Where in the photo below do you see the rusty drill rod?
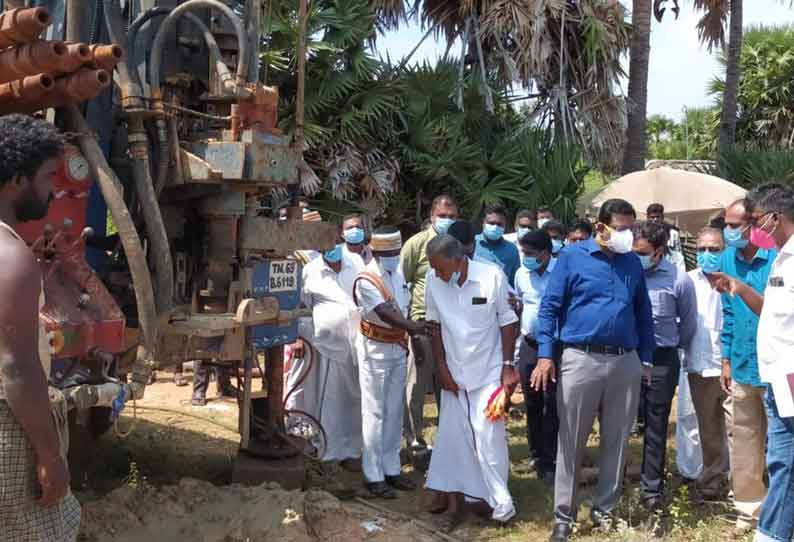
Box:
[88,44,124,72]
[0,8,52,49]
[0,41,66,83]
[0,73,55,115]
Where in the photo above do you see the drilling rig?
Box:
[0,0,337,485]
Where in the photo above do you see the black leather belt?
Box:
[565,343,634,356]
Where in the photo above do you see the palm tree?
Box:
[623,0,652,175]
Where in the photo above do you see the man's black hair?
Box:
[427,234,465,260]
[0,114,66,186]
[631,221,667,248]
[598,198,637,226]
[542,218,568,237]
[568,220,593,237]
[430,194,458,215]
[518,230,551,253]
[447,220,477,245]
[747,183,794,221]
[482,204,507,220]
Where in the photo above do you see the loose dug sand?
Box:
[81,478,437,542]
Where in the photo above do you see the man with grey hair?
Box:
[425,235,519,530]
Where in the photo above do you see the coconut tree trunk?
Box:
[623,0,652,175]
[719,0,742,154]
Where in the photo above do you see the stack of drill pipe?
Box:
[0,8,124,115]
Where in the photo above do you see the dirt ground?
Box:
[74,372,750,542]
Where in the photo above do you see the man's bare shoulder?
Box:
[0,234,41,295]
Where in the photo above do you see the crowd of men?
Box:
[0,115,794,542]
[288,191,794,542]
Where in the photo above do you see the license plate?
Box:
[268,260,298,293]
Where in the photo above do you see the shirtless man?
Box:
[0,115,80,542]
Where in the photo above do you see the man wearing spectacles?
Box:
[722,199,777,530]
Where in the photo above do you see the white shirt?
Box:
[515,258,557,339]
[425,261,518,391]
[756,238,794,384]
[683,269,722,378]
[301,258,359,360]
[356,258,411,359]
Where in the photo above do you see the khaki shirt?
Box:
[400,226,436,320]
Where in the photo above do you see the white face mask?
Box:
[378,256,400,273]
[607,230,634,254]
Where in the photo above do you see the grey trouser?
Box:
[403,335,440,450]
[554,348,642,524]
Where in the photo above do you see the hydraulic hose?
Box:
[127,6,234,96]
[147,0,250,140]
[63,105,157,397]
[103,0,174,319]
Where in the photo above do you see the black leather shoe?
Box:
[386,474,416,491]
[549,523,573,542]
[590,508,615,531]
[643,497,664,514]
[365,482,397,499]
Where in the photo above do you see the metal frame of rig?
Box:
[0,0,337,485]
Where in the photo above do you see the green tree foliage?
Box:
[261,0,587,224]
[710,26,794,148]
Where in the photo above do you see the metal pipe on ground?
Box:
[0,73,55,115]
[0,7,52,49]
[0,41,67,83]
[88,44,124,72]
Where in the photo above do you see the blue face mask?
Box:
[433,218,455,235]
[323,245,342,263]
[723,226,750,250]
[482,224,505,241]
[521,256,543,271]
[698,250,722,273]
[637,254,656,271]
[342,227,364,245]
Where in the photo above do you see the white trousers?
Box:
[426,382,516,522]
[319,356,362,461]
[358,356,408,482]
[675,370,703,480]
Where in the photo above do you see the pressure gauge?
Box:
[65,150,90,183]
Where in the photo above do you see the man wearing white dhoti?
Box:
[425,235,519,530]
[301,245,362,468]
[353,226,426,499]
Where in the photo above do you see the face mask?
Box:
[342,227,364,245]
[606,226,634,254]
[378,256,400,273]
[637,254,656,271]
[722,226,750,250]
[323,245,342,263]
[698,250,722,273]
[521,256,543,271]
[433,218,455,235]
[482,224,505,241]
[750,215,777,250]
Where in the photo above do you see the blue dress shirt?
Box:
[537,239,656,363]
[722,247,777,387]
[474,234,521,287]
- - - - - - -
- Do this
Give the lines above as a JSON list of strings, one string per line, starting with the first line and stopping after the line that contains "[565,343,634,356]". Leave out blank lines and pictures.

- Solution for this task
[
  "Where in the photo below do you see the rusty drill rod?",
  "Box:",
  "[88,44,124,72]",
  "[0,8,52,49]",
  "[0,41,66,83]",
  "[0,73,55,115]",
  "Where in the photo above do you see the drilling rig?",
  "Box:",
  "[0,0,337,485]",
  "Where in the photo above do you see the black leather belt?",
  "Box:",
  "[565,343,634,356]"
]